Exercise: The answer consists solely of the data below, reproduced exactly.

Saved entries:
════════════════════
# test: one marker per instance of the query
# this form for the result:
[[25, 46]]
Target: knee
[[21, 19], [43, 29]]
════════════════════
Finished exercise:
# test: one marker per instance of the query
# this form for the result:
[[25, 46]]
Target: knee
[[21, 19], [43, 29]]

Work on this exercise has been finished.